## Given task
Reproduce only the lines that begin at the line with "Would you be able to pick out the woman with" and run to the end of the entries; omit every picture.

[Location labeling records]

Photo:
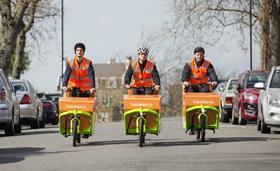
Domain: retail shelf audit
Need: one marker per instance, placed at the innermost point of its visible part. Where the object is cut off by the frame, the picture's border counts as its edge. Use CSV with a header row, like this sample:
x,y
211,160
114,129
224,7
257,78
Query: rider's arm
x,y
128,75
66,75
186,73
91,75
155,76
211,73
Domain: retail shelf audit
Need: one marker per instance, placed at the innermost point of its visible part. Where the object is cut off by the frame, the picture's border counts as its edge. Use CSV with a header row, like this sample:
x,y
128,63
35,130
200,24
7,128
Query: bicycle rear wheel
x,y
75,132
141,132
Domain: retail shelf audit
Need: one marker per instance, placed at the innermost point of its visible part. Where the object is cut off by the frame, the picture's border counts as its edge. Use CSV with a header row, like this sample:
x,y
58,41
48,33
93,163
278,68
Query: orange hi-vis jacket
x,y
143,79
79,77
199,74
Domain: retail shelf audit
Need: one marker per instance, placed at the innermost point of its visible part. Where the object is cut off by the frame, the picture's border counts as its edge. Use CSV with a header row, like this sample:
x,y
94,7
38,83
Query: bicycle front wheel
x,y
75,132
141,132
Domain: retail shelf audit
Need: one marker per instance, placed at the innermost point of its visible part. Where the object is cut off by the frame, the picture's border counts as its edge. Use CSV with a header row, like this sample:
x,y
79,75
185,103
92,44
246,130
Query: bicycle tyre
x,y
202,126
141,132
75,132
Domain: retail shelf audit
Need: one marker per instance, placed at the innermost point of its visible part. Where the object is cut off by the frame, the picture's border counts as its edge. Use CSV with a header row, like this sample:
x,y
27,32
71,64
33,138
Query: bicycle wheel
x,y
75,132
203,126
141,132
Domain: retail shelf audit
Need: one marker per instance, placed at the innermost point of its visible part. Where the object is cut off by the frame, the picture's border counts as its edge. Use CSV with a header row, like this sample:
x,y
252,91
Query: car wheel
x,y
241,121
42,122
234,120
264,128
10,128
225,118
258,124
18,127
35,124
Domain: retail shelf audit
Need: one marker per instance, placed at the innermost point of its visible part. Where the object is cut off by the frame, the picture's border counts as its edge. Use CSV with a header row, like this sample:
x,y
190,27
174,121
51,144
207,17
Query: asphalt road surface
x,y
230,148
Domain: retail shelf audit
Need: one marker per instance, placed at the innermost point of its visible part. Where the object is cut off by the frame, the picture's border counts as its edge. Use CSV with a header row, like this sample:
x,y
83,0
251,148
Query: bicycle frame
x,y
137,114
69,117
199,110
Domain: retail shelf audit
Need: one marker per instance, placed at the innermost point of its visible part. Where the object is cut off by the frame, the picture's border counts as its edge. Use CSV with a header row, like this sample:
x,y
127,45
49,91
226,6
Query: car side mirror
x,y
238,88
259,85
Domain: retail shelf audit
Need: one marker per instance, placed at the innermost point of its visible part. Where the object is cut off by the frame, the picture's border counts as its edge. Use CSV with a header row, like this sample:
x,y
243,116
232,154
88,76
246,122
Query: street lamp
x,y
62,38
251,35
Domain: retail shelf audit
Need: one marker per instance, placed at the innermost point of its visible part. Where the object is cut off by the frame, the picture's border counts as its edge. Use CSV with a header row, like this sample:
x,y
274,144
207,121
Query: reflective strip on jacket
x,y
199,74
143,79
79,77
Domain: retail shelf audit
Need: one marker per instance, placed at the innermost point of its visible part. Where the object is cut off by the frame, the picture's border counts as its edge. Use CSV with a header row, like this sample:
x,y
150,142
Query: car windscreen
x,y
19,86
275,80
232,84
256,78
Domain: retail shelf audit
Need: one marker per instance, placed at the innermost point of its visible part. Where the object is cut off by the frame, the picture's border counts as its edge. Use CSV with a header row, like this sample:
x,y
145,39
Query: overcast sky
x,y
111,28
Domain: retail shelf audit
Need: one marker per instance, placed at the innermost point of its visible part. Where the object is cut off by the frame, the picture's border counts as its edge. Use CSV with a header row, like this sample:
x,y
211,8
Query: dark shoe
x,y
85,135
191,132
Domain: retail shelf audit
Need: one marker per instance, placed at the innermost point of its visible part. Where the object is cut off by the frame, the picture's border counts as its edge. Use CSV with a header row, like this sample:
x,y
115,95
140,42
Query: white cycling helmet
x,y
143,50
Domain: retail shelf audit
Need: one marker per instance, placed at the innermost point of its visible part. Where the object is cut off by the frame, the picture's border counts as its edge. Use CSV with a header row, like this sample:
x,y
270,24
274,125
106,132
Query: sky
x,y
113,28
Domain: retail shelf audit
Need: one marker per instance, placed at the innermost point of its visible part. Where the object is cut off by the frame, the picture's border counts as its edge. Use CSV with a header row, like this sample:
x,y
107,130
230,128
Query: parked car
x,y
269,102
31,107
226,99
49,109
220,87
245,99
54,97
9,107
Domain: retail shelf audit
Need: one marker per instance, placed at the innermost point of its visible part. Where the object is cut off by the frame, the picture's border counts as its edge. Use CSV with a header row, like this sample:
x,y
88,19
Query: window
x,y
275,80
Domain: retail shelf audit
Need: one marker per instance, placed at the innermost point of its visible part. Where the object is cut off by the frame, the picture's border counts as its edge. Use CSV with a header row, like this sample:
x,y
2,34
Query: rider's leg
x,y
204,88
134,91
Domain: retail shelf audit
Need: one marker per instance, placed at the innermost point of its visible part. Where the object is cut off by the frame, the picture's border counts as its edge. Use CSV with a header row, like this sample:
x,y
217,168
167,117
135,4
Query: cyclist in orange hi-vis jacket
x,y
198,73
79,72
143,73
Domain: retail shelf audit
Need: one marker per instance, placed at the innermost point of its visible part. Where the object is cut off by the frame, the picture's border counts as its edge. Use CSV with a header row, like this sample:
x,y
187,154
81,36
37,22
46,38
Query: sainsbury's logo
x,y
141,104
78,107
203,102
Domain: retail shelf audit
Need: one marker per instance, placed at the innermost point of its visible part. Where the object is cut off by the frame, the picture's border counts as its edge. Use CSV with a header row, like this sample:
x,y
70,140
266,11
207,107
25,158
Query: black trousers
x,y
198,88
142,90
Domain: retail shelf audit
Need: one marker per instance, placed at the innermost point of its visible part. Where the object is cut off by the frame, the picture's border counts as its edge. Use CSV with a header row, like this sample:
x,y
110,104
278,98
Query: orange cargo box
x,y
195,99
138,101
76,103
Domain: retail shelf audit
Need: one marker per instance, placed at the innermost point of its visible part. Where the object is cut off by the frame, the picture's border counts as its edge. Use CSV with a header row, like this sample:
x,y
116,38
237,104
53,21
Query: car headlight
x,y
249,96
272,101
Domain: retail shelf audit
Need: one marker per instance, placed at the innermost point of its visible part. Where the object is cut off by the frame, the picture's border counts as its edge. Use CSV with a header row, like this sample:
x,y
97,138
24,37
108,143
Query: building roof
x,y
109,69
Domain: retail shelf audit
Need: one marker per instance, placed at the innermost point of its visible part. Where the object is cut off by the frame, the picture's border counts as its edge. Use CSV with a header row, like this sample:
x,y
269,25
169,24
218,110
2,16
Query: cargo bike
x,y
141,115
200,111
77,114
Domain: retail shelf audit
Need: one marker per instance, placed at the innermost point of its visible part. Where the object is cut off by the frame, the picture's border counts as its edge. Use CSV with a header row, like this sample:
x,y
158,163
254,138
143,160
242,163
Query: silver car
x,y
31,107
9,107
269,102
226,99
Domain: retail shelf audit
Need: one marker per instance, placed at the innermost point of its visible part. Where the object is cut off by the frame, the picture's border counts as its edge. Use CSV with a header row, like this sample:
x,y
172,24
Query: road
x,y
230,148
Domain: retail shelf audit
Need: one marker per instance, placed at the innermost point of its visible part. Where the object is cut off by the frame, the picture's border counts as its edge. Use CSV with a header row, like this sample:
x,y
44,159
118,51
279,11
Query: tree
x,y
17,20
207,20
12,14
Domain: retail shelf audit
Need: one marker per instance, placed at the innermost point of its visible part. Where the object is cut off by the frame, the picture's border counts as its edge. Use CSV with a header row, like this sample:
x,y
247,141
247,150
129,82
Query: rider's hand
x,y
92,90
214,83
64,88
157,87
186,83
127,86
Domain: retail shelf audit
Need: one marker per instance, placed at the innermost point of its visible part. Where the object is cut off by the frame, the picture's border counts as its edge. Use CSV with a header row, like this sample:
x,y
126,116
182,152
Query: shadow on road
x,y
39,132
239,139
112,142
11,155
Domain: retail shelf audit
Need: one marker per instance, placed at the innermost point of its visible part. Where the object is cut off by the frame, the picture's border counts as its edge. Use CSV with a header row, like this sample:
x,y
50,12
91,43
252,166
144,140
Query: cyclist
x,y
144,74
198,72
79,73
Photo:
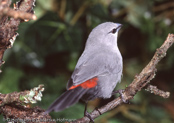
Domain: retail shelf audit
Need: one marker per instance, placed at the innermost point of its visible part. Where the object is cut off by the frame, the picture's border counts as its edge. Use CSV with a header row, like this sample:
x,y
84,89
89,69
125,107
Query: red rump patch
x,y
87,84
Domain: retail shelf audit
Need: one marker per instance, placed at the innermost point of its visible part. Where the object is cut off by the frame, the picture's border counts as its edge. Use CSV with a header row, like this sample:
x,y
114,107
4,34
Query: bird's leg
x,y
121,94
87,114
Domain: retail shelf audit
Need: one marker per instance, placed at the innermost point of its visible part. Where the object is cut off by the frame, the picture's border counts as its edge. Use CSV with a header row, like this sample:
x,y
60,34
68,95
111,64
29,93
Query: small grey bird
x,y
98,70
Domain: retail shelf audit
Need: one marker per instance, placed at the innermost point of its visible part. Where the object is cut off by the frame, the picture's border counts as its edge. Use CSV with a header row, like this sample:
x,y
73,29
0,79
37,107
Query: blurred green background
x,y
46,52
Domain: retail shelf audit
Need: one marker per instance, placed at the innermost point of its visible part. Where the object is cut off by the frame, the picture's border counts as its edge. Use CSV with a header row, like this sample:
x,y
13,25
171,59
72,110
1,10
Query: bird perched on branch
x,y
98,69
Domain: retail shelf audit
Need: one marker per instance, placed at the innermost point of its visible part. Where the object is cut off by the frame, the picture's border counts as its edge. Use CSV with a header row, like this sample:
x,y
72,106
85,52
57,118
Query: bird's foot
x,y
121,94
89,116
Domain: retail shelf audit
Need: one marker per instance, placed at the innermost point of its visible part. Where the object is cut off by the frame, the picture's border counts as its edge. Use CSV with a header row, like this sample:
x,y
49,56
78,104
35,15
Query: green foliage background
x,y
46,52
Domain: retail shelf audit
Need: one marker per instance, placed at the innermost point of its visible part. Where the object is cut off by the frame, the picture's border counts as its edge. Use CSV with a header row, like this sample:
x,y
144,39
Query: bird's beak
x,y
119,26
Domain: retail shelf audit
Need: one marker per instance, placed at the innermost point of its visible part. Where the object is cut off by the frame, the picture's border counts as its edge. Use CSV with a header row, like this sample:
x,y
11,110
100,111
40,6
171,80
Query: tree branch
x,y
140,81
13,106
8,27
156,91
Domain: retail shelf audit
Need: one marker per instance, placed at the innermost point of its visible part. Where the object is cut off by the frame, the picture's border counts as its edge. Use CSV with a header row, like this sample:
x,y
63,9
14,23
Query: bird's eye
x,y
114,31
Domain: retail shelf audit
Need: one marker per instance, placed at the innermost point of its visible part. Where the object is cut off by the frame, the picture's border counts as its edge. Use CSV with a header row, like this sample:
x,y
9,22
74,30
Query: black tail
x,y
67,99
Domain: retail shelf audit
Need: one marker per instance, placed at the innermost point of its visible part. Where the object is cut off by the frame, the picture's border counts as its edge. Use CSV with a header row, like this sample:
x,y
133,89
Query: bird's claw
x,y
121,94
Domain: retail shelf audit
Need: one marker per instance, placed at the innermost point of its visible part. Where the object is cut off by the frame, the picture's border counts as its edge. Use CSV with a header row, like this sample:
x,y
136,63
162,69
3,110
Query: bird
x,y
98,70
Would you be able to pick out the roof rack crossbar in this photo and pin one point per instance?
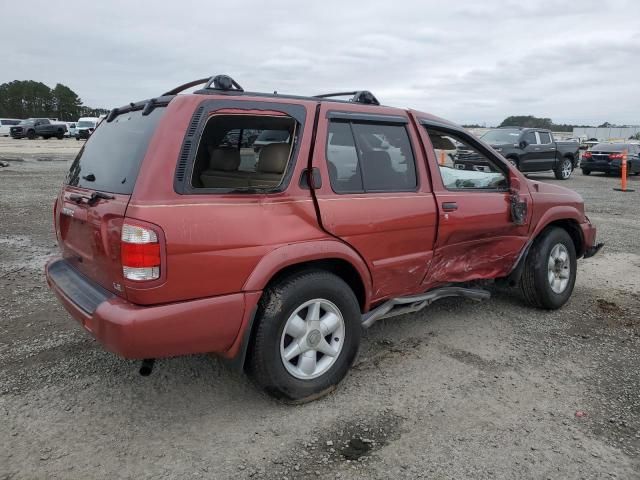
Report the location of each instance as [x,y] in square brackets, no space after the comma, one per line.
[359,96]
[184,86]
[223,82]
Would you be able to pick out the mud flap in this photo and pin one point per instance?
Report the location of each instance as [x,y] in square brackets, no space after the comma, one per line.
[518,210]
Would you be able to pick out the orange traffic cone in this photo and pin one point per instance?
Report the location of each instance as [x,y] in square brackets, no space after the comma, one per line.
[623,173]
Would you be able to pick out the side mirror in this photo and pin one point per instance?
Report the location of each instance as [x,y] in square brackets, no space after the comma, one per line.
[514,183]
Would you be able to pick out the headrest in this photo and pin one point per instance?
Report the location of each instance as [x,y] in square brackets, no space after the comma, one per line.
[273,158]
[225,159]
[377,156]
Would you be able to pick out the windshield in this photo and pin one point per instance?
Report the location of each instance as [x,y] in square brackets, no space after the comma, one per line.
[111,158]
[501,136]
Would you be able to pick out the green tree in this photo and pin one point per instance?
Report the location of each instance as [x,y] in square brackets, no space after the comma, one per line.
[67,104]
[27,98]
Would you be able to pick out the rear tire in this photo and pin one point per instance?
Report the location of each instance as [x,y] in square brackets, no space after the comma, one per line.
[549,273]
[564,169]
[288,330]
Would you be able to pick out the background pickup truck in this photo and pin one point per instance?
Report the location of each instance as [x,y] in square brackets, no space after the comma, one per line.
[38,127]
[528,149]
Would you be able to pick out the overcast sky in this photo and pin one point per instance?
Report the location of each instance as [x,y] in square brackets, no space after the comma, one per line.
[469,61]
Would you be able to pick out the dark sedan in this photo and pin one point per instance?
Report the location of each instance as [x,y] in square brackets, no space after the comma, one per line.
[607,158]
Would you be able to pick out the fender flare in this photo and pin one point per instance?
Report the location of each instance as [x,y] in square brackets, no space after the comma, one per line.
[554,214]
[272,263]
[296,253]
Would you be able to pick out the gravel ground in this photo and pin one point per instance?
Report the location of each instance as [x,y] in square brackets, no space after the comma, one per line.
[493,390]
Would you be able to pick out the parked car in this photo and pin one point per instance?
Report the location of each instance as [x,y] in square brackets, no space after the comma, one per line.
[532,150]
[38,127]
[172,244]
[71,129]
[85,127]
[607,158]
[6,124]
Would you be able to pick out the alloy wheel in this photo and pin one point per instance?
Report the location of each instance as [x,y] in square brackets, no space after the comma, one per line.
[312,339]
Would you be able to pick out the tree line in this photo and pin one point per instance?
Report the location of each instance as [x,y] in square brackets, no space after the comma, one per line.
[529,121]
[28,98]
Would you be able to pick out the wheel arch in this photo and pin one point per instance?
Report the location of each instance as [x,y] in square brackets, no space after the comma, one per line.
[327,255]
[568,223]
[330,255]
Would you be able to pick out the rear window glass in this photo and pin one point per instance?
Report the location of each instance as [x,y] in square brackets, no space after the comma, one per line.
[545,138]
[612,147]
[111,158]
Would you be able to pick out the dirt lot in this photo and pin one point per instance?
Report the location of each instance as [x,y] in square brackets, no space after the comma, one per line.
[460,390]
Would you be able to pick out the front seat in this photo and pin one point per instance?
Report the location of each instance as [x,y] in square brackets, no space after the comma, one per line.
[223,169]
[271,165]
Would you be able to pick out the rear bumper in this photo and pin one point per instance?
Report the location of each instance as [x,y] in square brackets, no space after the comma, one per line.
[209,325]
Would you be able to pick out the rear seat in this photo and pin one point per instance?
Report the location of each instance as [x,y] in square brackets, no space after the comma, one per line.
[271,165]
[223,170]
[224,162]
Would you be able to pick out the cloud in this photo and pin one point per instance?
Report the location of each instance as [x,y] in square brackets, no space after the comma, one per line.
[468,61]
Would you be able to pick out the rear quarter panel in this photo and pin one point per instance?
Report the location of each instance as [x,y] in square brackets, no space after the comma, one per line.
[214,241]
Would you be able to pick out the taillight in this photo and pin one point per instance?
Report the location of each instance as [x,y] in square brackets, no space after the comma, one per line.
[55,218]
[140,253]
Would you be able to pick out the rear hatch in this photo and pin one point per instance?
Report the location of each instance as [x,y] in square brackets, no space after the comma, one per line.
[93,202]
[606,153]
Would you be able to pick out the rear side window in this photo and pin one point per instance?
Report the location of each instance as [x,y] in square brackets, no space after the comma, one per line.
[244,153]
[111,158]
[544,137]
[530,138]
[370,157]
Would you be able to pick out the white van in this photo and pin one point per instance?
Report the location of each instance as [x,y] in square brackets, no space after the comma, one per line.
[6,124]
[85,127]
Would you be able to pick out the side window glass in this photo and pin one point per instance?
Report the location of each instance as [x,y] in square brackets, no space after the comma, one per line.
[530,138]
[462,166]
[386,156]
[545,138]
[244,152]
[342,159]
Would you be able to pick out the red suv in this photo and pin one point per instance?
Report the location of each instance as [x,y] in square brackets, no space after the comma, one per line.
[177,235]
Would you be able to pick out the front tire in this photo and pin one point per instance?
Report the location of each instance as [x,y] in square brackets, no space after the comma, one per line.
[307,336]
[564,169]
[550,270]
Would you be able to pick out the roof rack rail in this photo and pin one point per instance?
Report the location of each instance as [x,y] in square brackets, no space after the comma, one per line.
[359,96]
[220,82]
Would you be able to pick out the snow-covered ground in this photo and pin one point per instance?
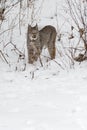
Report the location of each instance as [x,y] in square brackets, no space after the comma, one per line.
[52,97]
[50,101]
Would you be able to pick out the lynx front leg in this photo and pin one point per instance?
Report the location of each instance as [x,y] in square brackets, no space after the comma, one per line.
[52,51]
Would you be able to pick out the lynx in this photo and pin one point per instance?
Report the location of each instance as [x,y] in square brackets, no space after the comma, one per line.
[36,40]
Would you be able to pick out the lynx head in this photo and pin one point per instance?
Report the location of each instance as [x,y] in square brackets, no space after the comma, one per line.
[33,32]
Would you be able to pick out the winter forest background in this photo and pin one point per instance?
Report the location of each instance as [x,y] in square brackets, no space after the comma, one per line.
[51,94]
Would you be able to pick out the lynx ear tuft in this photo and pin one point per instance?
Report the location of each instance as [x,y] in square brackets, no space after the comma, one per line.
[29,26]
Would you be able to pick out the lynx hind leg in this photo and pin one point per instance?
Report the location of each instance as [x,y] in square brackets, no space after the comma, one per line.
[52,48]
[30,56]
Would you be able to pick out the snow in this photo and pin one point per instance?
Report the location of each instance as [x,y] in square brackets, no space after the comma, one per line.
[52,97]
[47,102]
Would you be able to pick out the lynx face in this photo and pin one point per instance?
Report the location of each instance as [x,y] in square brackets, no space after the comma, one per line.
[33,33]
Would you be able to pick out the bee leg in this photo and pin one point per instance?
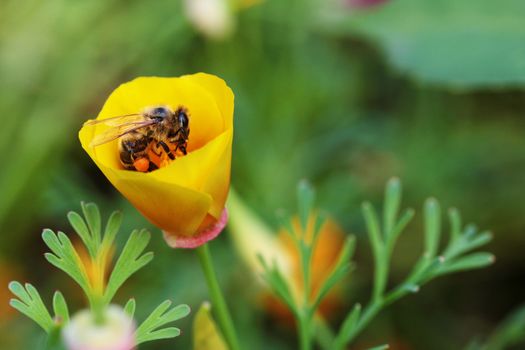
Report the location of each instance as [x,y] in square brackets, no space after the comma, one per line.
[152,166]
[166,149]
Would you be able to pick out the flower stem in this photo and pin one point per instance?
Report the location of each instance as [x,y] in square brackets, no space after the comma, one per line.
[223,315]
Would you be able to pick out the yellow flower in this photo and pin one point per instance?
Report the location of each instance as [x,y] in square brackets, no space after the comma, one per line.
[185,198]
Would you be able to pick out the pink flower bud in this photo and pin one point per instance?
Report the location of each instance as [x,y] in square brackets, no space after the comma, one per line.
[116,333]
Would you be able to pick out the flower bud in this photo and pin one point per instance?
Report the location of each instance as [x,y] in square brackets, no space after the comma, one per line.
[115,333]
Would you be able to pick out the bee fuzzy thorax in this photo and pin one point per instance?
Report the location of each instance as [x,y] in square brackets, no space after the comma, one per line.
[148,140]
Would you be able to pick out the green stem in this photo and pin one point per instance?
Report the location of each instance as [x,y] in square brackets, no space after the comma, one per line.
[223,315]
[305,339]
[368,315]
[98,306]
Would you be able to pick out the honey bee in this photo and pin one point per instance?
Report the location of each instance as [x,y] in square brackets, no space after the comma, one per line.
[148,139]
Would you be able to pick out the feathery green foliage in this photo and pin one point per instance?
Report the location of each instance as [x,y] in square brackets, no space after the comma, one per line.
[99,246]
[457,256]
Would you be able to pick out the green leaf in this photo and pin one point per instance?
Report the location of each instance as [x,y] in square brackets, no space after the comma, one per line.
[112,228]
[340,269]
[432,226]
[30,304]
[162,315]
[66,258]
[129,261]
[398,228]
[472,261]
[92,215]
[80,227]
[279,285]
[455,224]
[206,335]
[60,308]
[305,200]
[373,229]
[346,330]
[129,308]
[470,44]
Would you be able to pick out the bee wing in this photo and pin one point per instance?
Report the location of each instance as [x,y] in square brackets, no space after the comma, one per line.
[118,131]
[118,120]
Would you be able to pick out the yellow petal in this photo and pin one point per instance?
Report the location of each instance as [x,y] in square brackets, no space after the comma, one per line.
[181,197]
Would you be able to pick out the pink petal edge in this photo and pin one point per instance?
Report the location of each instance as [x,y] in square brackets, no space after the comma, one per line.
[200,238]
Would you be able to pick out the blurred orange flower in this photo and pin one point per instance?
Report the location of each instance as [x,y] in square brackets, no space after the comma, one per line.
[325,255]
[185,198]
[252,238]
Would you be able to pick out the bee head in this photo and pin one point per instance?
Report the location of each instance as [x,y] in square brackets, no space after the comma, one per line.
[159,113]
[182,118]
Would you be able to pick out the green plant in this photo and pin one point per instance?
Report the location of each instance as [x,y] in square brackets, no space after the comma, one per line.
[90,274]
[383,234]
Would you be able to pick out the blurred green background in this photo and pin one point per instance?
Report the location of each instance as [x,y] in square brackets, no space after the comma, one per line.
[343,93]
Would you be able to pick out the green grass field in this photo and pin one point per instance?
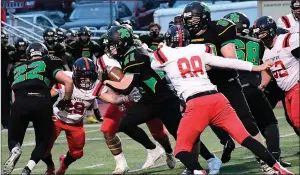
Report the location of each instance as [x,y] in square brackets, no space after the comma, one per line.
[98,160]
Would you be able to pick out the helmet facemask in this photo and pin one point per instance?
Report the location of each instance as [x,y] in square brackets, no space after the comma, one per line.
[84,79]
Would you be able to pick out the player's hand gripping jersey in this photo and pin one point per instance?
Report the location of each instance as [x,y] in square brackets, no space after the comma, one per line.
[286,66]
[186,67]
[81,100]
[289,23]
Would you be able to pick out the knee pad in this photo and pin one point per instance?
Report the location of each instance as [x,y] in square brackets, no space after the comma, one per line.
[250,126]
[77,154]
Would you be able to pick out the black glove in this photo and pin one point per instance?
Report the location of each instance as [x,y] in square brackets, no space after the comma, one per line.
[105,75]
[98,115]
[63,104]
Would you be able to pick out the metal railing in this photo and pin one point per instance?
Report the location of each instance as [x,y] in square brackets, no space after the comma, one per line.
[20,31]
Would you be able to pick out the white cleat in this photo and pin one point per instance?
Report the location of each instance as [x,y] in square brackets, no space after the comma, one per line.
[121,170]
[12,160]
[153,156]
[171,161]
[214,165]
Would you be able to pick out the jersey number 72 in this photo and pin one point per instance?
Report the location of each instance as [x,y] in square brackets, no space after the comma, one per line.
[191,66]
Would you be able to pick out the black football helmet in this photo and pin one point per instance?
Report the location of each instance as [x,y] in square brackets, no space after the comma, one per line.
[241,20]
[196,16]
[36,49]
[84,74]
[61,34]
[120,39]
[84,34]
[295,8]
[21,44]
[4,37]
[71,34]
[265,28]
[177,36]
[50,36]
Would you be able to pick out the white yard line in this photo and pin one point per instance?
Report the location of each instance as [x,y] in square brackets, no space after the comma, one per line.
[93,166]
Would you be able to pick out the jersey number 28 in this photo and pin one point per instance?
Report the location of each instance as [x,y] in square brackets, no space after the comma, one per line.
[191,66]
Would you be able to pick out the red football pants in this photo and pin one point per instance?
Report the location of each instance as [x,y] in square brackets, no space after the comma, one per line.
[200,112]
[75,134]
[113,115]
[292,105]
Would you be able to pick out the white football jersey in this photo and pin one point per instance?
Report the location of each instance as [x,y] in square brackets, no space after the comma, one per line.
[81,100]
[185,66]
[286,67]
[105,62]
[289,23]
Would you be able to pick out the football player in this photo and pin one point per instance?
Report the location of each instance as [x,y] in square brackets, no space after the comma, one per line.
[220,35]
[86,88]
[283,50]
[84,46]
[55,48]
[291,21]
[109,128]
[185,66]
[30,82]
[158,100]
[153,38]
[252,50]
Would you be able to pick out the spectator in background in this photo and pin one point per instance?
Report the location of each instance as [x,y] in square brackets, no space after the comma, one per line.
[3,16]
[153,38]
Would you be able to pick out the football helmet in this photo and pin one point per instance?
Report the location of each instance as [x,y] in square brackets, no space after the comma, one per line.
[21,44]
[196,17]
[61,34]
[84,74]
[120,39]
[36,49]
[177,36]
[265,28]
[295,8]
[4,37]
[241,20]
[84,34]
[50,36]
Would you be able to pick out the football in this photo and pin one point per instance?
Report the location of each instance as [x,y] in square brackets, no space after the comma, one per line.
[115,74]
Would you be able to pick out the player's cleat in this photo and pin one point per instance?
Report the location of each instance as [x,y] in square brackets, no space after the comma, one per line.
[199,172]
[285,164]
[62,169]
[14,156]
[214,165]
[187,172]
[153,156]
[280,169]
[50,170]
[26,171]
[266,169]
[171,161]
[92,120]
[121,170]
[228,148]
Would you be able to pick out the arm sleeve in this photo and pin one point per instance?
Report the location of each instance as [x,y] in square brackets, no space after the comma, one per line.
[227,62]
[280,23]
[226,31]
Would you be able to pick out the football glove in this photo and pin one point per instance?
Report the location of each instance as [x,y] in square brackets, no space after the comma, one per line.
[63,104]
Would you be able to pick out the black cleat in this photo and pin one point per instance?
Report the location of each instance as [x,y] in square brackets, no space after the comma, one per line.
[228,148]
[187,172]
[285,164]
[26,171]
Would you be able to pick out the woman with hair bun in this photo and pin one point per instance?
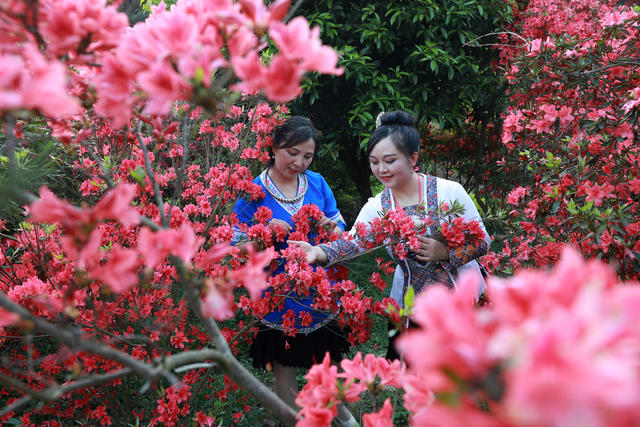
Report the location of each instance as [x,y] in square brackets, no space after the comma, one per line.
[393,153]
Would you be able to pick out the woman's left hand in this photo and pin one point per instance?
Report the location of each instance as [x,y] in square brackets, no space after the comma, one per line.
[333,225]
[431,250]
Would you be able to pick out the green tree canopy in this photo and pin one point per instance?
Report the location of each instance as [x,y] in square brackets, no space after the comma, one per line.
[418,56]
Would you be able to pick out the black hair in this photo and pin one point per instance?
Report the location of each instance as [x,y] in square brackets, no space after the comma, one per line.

## Exercise response
Would you be able to pick out the woman with hair bun in this photo and pin one point per instance?
Report the location of each instance as [x,y] in square brackets, no space after the comma, one per line.
[393,153]
Would you be able to pick out the woman's left hand in this photo and pin one point per instance?
Report the location of each instance as [x,y] in square brackets, no space after the comma, one per line.
[333,225]
[431,250]
Would you be able to pick out the green tree canopy in this photo and pin one point per instance?
Report the location of each instance as [x,y] in square brackets, no space after the comma, one per line.
[418,56]
Would you be able to pick out the black hair in this photo and pin one point per instance?
Report the location of each instance as [x,y] in square brackets, no space after the comma, one per line.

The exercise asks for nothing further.